| WORK TO BE COMPLETED |
Copy, from the data below, each line that has the word "bundt".

──────── TASK MATERIAL ────────

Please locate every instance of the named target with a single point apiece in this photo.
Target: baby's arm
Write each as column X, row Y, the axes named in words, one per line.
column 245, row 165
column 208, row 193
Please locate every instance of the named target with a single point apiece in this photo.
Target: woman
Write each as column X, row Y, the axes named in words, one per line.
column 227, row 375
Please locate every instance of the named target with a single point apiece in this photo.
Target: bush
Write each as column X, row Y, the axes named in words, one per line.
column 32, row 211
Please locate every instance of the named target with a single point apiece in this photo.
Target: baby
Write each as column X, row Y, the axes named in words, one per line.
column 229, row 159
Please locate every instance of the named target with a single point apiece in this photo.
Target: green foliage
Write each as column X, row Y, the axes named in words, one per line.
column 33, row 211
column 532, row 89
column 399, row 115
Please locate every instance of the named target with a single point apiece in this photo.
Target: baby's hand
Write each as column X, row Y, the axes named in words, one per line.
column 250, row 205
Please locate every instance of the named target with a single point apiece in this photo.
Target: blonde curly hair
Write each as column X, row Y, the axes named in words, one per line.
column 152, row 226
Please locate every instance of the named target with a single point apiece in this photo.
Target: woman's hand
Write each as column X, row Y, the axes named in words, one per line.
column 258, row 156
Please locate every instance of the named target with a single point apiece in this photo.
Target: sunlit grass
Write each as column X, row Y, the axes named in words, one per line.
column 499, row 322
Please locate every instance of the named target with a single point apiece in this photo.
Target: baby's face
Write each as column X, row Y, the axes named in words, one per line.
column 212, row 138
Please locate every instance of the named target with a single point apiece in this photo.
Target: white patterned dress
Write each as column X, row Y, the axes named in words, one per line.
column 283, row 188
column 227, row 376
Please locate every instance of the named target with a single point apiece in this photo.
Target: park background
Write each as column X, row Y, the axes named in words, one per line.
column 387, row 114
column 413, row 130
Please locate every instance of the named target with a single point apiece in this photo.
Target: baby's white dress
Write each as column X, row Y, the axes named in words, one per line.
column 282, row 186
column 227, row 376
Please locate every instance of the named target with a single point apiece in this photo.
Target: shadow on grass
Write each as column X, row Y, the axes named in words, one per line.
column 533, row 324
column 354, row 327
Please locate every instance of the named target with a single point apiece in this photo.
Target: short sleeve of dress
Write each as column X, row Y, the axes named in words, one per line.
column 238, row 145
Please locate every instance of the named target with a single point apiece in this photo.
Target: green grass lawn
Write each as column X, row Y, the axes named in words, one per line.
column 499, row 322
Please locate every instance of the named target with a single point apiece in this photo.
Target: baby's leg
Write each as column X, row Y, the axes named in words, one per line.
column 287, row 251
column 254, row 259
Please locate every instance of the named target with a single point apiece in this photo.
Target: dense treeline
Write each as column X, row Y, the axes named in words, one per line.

────────
──────── TASK MATERIAL ────────

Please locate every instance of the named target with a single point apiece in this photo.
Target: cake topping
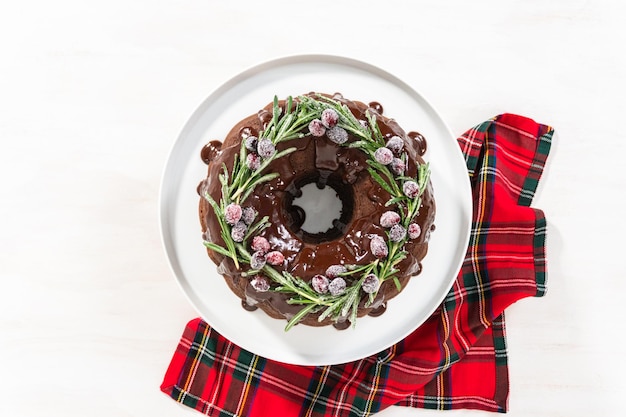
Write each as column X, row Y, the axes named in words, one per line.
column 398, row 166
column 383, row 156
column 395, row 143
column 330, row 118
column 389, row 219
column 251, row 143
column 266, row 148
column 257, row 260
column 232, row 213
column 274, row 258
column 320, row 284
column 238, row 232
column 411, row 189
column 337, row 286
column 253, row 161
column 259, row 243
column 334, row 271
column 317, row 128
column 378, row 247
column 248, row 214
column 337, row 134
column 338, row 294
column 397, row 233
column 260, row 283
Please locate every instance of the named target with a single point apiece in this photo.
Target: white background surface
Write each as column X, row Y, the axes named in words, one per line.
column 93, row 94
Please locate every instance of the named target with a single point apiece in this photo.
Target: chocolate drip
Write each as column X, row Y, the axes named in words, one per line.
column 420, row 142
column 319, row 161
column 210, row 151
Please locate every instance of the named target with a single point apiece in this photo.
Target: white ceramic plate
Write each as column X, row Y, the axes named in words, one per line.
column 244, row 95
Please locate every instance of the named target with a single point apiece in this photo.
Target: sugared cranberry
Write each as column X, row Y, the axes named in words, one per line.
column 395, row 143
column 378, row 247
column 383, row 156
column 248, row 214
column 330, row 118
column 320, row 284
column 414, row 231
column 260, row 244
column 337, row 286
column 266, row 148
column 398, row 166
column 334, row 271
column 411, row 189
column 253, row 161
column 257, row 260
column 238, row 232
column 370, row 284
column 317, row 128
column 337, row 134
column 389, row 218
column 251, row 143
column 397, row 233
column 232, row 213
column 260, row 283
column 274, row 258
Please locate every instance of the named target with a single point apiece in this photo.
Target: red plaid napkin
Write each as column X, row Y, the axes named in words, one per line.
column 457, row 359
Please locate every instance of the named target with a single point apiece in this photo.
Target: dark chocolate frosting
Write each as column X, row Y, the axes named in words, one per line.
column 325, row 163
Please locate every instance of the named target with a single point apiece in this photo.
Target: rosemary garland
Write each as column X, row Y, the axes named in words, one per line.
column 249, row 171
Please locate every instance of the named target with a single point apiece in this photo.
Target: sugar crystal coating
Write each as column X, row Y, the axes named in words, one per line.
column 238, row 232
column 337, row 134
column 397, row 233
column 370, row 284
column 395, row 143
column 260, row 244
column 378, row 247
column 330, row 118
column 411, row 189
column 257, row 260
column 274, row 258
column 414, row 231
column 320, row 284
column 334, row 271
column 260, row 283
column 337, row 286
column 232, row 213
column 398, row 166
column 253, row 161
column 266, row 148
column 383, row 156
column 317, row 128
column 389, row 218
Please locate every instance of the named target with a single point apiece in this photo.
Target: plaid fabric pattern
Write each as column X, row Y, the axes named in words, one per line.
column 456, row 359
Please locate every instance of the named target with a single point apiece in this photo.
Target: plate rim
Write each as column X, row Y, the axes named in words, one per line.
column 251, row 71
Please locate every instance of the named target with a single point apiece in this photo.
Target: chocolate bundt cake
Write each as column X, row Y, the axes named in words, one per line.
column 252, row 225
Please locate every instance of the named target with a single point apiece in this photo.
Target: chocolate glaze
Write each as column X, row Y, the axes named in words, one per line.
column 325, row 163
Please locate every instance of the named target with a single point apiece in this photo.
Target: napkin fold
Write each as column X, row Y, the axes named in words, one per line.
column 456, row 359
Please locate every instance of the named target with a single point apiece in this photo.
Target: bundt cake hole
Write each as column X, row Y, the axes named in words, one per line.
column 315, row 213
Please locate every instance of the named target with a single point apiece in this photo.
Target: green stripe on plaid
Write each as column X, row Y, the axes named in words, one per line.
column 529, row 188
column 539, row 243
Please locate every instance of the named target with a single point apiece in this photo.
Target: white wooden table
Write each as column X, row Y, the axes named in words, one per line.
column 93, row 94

────────

| SOLUTION FOR THIS EXERCISE |
Target: chocolate bundt cake
Target: bundt cake hole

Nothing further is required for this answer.